Task statement: Can you output the records from the line containing "Target: <item>green grass</item>" through the line containing "[[[188,201],[180,230],[345,229],[345,181],[231,190]]]", inclusive, as a Markdown table with the columns Row and Line, leaving out any blank lines?

Given entries:
# # # #
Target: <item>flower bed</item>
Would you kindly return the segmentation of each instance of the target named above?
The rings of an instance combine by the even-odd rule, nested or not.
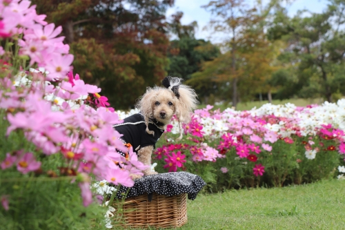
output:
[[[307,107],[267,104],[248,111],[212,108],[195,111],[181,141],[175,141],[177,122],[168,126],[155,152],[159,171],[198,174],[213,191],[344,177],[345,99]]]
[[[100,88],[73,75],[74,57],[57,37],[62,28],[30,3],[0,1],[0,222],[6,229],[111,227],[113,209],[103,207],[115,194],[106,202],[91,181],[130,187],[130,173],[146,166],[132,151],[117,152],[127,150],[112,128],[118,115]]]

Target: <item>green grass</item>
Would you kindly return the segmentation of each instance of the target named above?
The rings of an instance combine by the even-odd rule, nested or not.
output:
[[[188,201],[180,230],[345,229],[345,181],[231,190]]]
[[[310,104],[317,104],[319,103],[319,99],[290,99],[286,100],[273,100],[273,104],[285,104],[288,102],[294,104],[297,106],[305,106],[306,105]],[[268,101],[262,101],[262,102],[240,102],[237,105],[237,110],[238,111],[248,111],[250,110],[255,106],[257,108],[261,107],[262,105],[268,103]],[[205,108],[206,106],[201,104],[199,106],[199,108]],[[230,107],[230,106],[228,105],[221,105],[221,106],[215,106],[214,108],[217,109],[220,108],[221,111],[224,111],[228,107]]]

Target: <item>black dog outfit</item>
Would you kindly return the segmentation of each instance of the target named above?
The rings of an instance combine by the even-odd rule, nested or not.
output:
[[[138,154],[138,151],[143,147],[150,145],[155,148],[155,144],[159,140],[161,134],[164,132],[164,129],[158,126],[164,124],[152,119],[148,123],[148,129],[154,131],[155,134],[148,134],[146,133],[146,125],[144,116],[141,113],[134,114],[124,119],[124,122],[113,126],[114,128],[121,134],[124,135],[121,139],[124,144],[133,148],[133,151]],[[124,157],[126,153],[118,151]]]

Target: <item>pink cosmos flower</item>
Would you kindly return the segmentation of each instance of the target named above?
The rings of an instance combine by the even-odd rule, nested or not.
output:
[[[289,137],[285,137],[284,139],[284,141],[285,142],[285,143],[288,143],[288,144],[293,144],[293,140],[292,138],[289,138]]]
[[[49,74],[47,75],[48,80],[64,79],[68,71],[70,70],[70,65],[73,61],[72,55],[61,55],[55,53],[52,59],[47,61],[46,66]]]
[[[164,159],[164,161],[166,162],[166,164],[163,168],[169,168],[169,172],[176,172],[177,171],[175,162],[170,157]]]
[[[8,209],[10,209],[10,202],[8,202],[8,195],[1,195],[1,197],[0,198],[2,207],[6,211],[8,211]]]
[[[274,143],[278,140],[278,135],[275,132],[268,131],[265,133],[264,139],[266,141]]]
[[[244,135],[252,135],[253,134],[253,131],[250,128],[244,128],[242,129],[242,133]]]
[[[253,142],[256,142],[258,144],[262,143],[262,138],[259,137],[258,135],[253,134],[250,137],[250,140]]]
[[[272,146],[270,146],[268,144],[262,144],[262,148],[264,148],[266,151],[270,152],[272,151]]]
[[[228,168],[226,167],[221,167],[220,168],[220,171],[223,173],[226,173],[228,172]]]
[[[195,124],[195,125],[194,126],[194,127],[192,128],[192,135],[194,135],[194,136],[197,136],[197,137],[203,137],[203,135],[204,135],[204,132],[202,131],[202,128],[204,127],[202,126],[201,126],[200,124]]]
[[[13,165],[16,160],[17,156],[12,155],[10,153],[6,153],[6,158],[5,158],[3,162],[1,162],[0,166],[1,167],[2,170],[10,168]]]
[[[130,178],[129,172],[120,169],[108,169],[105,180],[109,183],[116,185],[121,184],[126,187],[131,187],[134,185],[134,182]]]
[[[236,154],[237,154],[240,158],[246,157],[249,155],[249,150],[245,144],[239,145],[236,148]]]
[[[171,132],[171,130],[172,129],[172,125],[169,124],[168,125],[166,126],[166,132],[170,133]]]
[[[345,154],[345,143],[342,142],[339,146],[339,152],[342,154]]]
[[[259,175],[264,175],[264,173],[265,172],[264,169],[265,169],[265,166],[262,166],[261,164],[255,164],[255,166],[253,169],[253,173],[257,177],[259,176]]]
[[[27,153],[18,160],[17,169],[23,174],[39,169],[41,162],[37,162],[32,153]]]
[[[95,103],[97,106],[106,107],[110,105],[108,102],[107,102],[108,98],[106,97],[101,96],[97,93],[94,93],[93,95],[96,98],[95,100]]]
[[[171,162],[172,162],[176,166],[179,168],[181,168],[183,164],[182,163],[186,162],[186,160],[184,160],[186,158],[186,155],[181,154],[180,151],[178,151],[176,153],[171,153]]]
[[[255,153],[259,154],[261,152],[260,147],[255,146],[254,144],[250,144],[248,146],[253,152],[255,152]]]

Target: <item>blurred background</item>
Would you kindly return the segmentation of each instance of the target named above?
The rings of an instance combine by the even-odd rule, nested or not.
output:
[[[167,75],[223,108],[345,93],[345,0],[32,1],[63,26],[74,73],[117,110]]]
# # # #
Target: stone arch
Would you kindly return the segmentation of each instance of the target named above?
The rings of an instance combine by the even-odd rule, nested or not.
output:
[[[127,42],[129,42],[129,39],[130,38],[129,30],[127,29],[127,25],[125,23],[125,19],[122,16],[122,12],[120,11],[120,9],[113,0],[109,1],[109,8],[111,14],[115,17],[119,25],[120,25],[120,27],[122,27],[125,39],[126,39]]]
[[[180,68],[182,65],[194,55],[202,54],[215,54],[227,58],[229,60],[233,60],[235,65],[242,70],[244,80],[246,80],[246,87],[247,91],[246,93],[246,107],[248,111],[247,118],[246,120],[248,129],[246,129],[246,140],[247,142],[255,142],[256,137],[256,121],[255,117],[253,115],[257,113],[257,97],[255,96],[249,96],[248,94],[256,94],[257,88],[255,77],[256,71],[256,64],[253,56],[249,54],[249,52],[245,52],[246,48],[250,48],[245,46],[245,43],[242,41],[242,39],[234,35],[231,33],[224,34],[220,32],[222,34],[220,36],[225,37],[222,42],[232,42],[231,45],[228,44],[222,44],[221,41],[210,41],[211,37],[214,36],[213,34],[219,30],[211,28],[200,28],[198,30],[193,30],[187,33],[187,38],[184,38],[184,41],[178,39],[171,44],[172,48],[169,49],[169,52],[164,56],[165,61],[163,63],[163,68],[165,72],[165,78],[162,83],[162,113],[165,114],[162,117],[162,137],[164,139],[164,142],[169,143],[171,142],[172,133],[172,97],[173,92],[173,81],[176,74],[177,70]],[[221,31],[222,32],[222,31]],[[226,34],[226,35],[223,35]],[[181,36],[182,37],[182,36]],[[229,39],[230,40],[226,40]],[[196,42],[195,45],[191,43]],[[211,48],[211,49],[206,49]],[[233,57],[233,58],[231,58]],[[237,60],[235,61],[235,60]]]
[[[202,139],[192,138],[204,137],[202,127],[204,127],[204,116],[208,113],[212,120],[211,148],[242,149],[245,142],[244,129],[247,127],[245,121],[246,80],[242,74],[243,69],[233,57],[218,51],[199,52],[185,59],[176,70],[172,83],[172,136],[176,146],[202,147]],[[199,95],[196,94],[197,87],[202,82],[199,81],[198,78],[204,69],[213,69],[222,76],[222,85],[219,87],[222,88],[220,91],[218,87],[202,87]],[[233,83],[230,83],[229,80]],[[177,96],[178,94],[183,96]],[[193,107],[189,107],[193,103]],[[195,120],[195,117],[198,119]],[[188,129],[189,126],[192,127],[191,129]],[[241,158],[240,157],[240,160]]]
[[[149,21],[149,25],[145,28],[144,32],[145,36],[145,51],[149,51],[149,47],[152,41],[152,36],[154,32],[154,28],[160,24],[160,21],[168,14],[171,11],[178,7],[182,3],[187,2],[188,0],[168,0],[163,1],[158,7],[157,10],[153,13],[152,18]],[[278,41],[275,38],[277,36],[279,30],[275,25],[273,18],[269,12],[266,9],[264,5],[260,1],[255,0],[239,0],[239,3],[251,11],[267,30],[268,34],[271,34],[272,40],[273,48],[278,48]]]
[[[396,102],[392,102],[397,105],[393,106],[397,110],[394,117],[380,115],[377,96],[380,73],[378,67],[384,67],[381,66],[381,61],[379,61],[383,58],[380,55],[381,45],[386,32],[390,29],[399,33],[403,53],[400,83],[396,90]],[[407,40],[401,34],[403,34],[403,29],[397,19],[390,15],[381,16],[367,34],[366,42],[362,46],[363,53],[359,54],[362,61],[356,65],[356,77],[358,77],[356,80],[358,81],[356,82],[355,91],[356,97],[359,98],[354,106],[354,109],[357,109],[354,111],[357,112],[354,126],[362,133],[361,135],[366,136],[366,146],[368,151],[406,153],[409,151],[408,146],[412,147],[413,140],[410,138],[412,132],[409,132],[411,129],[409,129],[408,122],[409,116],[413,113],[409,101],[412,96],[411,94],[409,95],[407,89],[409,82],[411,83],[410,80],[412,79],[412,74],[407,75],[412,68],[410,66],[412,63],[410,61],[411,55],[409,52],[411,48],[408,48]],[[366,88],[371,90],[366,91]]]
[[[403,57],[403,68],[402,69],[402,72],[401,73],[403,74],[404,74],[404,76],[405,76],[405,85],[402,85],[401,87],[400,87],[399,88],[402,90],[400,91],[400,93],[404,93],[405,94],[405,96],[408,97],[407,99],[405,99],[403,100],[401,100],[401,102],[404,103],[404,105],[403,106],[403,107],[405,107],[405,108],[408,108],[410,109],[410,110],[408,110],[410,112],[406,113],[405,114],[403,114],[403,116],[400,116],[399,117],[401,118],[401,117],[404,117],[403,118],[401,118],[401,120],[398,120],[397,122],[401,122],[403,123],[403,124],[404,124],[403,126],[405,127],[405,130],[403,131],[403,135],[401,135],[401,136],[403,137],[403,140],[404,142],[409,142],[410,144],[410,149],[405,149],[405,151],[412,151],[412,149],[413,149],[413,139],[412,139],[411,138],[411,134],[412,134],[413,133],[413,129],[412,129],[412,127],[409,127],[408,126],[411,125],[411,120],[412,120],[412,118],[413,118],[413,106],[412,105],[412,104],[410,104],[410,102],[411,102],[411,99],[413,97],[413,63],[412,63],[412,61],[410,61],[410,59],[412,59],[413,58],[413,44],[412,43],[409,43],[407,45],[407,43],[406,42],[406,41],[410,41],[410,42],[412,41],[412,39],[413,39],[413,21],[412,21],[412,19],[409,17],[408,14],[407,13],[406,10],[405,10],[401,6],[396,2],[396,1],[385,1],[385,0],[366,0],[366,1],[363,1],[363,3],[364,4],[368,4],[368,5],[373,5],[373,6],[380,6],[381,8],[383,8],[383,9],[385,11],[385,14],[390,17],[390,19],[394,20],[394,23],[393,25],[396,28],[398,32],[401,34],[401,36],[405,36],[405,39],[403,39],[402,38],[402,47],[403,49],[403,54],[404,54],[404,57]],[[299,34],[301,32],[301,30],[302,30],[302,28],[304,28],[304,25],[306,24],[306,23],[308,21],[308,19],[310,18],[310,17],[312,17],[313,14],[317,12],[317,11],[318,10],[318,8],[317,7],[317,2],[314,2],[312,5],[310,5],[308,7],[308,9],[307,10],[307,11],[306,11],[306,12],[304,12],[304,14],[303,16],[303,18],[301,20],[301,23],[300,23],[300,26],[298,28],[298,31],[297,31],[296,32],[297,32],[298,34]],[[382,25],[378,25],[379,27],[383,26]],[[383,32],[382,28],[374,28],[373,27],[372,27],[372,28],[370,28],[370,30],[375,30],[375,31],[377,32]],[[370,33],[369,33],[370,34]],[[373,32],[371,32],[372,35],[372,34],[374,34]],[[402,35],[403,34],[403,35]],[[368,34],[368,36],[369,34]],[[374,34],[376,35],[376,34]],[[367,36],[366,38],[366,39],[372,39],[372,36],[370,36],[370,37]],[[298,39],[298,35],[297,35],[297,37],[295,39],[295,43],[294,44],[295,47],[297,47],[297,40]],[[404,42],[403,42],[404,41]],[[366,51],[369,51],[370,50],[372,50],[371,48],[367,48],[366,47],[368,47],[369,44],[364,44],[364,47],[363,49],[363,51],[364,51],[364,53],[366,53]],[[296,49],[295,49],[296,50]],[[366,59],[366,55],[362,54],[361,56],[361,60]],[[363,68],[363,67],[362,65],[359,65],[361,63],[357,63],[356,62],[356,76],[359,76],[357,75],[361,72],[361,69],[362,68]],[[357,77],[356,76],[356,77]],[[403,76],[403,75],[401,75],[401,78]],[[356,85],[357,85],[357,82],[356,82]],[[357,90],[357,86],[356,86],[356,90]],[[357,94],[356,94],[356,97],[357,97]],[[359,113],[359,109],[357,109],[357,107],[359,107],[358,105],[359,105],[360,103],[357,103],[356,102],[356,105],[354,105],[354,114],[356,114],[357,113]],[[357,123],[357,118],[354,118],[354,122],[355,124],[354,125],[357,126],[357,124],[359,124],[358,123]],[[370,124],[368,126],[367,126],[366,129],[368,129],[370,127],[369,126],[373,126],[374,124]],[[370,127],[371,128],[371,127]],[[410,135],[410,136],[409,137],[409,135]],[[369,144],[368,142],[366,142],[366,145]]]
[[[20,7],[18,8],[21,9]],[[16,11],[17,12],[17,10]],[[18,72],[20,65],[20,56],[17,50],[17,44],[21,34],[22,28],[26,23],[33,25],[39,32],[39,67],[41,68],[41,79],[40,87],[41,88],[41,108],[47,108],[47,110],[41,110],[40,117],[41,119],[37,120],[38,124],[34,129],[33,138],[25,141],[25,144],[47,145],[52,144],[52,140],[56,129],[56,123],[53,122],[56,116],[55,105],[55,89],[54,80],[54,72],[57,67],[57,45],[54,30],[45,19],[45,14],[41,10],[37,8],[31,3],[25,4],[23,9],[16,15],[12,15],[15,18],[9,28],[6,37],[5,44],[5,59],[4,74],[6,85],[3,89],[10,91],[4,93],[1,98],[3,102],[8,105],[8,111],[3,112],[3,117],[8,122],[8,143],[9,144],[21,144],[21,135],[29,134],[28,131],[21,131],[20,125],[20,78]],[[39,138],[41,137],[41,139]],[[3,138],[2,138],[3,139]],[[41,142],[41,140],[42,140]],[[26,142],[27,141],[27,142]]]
# # # #
Expected answer:
| Row | Line |
|---|---|
| 1 | Target: <item>green grass</item> |
| 2 | Would you kindly return the segmentation of each instance of the target named above? |
| 3 | The rings of an instance combine by the even-odd rule, nested or not. |
| 4 | output: |
| 5 | [[[188,201],[180,230],[345,229],[345,181],[231,190]]] |